» What to work on
Take the entries that follow and write them out again, word for word.

» Given entries
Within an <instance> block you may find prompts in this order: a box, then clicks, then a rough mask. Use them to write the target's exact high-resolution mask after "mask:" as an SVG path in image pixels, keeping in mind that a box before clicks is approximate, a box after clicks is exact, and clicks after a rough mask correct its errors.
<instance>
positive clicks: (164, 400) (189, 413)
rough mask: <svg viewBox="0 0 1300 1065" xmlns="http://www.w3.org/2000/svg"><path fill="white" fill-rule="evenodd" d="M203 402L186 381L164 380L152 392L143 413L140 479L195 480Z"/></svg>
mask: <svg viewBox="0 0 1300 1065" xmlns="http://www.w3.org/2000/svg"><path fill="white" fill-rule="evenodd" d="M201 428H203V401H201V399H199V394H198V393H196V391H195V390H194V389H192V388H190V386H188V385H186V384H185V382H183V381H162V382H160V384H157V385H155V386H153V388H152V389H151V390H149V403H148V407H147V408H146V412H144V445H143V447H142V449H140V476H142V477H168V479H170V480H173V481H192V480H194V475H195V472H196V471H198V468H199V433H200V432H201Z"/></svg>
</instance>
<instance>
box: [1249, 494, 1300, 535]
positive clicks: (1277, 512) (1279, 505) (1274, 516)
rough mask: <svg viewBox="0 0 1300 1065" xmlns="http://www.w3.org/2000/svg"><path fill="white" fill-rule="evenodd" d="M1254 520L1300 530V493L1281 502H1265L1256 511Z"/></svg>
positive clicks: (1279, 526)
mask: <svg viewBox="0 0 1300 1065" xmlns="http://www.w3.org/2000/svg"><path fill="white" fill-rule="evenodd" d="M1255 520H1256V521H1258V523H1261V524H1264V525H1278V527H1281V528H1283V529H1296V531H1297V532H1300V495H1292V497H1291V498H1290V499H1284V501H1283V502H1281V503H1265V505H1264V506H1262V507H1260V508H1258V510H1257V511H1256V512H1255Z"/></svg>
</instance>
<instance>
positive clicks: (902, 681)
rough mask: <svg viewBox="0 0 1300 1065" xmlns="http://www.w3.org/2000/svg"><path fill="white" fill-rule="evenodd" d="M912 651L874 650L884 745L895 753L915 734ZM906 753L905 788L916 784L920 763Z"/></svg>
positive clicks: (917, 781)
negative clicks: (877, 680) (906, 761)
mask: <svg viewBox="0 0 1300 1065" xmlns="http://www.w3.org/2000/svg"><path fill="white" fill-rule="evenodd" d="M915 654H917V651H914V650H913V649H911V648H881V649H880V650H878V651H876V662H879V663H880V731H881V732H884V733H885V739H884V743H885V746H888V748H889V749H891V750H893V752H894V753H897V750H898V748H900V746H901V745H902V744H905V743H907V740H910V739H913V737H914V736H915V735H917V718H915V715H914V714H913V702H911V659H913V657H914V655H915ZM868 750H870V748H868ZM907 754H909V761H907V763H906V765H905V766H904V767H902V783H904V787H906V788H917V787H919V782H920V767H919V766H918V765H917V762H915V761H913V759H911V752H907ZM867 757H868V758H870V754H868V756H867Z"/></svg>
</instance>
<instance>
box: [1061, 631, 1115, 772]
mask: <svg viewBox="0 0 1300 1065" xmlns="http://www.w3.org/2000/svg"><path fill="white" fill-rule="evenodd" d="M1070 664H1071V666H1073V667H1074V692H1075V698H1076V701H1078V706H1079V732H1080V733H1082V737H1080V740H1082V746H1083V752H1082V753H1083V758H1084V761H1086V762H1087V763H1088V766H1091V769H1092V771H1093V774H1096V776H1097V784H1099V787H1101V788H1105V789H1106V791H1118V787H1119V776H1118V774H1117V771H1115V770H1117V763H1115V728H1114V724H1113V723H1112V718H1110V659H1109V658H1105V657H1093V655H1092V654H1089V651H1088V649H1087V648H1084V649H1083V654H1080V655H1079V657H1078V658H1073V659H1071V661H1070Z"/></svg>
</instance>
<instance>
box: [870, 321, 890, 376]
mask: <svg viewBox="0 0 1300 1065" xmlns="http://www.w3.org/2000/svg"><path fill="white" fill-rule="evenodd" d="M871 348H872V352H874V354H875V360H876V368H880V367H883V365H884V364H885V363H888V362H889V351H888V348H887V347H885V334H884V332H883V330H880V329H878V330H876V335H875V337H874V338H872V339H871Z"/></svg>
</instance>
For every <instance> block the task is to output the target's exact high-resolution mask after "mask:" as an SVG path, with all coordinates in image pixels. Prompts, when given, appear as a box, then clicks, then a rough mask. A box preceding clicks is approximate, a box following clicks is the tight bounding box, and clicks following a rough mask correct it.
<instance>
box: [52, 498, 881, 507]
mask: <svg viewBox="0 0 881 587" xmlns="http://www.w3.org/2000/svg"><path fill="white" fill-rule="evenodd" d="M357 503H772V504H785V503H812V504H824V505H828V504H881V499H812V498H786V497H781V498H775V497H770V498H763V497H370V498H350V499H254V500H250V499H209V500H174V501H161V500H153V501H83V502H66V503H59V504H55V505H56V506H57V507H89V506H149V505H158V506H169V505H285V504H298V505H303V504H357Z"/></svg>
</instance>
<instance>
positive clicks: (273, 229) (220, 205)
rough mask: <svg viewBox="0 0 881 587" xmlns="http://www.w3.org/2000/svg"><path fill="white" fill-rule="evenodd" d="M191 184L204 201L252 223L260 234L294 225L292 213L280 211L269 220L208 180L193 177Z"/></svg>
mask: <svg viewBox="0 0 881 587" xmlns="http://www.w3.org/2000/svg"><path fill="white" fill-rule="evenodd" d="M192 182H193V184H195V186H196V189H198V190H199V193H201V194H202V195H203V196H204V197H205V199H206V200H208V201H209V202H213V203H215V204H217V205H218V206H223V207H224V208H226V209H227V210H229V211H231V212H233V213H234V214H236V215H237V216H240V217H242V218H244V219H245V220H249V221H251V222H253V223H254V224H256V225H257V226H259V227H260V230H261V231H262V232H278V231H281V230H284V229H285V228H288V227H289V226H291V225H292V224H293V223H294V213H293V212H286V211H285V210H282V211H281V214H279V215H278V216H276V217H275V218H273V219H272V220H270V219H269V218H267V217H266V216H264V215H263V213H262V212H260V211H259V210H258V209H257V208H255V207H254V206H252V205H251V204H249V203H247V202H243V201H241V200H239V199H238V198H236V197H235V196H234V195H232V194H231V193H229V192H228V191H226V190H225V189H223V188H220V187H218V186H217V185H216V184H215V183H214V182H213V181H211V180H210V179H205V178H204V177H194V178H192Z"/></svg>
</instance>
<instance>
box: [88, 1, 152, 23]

» Solution for this exercise
Within an <instance> block you may find prompts in this order: a box, then clicks, then a rough mask. Use them to write the target's exact high-resolution mask after "mask:" as an SVG path in image pixels, keeping in mind that a box before clicks is approximate, a box after clicks is exact, and clicks after a rough mask correct its errors.
<instance>
positive clicks: (164, 400) (189, 413)
rough mask: <svg viewBox="0 0 1300 1065" xmlns="http://www.w3.org/2000/svg"><path fill="white" fill-rule="evenodd" d="M203 402L186 381L164 380L152 392L143 413L140 479L195 480Z"/></svg>
mask: <svg viewBox="0 0 1300 1065" xmlns="http://www.w3.org/2000/svg"><path fill="white" fill-rule="evenodd" d="M201 428H203V401H201V399H199V394H198V393H196V391H195V390H194V389H192V388H190V386H188V385H186V384H185V382H183V381H162V382H160V384H157V385H155V386H153V388H152V389H151V390H149V403H148V407H147V408H146V412H144V445H143V447H142V449H140V476H142V477H168V479H170V480H173V481H192V480H194V475H195V472H196V471H198V468H199V433H200V432H201Z"/></svg>
</instance>
<instance>
box: [1249, 494, 1300, 535]
positive clicks: (1277, 512) (1279, 505) (1274, 516)
rough mask: <svg viewBox="0 0 1300 1065" xmlns="http://www.w3.org/2000/svg"><path fill="white" fill-rule="evenodd" d="M1254 520L1300 530V493L1281 502H1265L1256 511Z"/></svg>
positive clicks: (1279, 526)
mask: <svg viewBox="0 0 1300 1065" xmlns="http://www.w3.org/2000/svg"><path fill="white" fill-rule="evenodd" d="M1255 520H1256V521H1258V523H1261V524H1264V525H1278V527H1281V528H1283V529H1296V531H1297V532H1300V495H1292V497H1291V498H1290V499H1284V501H1283V502H1281V503H1265V505H1264V506H1262V507H1260V508H1258V510H1257V511H1256V512H1255Z"/></svg>
</instance>
<instance>
positive clicks: (902, 681)
rough mask: <svg viewBox="0 0 1300 1065" xmlns="http://www.w3.org/2000/svg"><path fill="white" fill-rule="evenodd" d="M912 651L874 650L884 745L895 753L915 734ZM906 753L905 788L916 784L920 763Z"/></svg>
positive clicks: (917, 781)
negative clicks: (877, 680) (906, 761)
mask: <svg viewBox="0 0 1300 1065" xmlns="http://www.w3.org/2000/svg"><path fill="white" fill-rule="evenodd" d="M915 654H917V651H914V650H913V649H911V648H881V649H880V650H878V651H876V662H879V663H880V731H881V732H884V733H885V739H884V743H885V746H888V748H889V749H891V750H893V752H894V753H897V750H898V748H900V746H901V745H902V744H905V743H907V740H910V739H913V737H914V736H915V735H917V718H915V715H914V714H913V702H911V659H913V657H914V655H915ZM868 750H870V748H868ZM907 754H909V761H907V763H906V765H905V766H904V767H902V783H904V787H906V788H917V787H919V782H920V767H919V766H918V765H917V762H915V761H913V759H911V752H907ZM867 757H868V758H870V754H868V756H867Z"/></svg>
</instance>
<instance>
box: [1061, 631, 1115, 772]
mask: <svg viewBox="0 0 1300 1065" xmlns="http://www.w3.org/2000/svg"><path fill="white" fill-rule="evenodd" d="M1070 664H1071V666H1073V667H1074V692H1075V698H1076V701H1078V706H1079V732H1080V733H1082V737H1080V740H1082V746H1083V752H1082V753H1083V758H1084V761H1086V762H1087V763H1088V766H1091V769H1092V771H1093V774H1096V776H1097V784H1099V787H1101V788H1105V789H1106V791H1118V787H1119V776H1118V774H1117V771H1115V770H1117V763H1115V728H1114V724H1113V723H1112V718H1110V659H1109V658H1105V657H1093V655H1092V654H1089V651H1088V649H1087V648H1084V649H1083V654H1080V655H1079V657H1078V658H1073V659H1071V661H1070Z"/></svg>
</instance>
<instance>
box: [870, 321, 890, 376]
mask: <svg viewBox="0 0 1300 1065" xmlns="http://www.w3.org/2000/svg"><path fill="white" fill-rule="evenodd" d="M871 348H872V352H874V354H875V360H876V368H880V367H883V365H884V364H885V363H888V362H889V351H888V348H887V347H885V334H884V332H883V330H880V329H878V330H876V335H875V337H874V338H872V339H871Z"/></svg>
</instance>
For every <instance> block the task is to output the target's exact high-resolution mask after "mask:" as an SVG path, with all coordinates in image pixels. Prompts, when given, appear as a box, then clicks, then a rough mask. A box preceding clicks is approximate, a box following clicks is the tight bounding box, and clicks following a rough mask correct it.
<instance>
box: [52, 498, 881, 507]
mask: <svg viewBox="0 0 881 587" xmlns="http://www.w3.org/2000/svg"><path fill="white" fill-rule="evenodd" d="M357 503H772V504H785V503H812V504H824V505H828V504H881V499H812V498H786V497H781V498H775V497H770V498H763V497H370V498H350V499H254V500H250V499H209V500H174V501H161V500H153V501H83V502H66V503H59V504H55V505H56V506H57V507H89V506H149V505H158V506H169V505H285V504H298V505H303V504H357Z"/></svg>
</instance>
<instance>
positive clicks: (273, 229) (220, 205)
rough mask: <svg viewBox="0 0 881 587" xmlns="http://www.w3.org/2000/svg"><path fill="white" fill-rule="evenodd" d="M191 184L204 201L252 223L260 234L294 225L292 213L280 211L269 220L208 180L193 177Z"/></svg>
mask: <svg viewBox="0 0 881 587" xmlns="http://www.w3.org/2000/svg"><path fill="white" fill-rule="evenodd" d="M192 182H193V184H195V186H196V189H198V190H199V193H201V194H202V195H203V196H204V197H205V199H206V200H208V201H209V202H213V203H215V204H217V205H218V206H223V207H224V208H226V209H227V210H229V211H231V212H233V213H234V214H236V215H237V216H240V217H242V218H244V219H245V220H249V221H251V222H253V223H254V224H256V225H257V226H259V227H260V230H261V231H262V232H278V231H281V230H284V229H285V228H288V227H289V226H291V225H292V224H293V223H294V213H293V212H286V211H285V210H282V211H281V214H279V215H278V216H276V217H275V218H273V219H272V220H270V219H269V218H267V217H266V216H264V215H263V213H262V212H260V211H259V210H258V209H257V208H255V207H254V206H252V205H251V204H249V203H247V202H243V201H241V200H239V199H238V198H236V197H235V196H234V195H232V194H231V193H229V192H228V191H226V190H225V189H223V188H220V187H218V186H217V185H216V184H215V183H214V182H213V181H211V180H210V179H205V178H204V177H194V178H192Z"/></svg>
</instance>
<instance>
box: [88, 1, 152, 23]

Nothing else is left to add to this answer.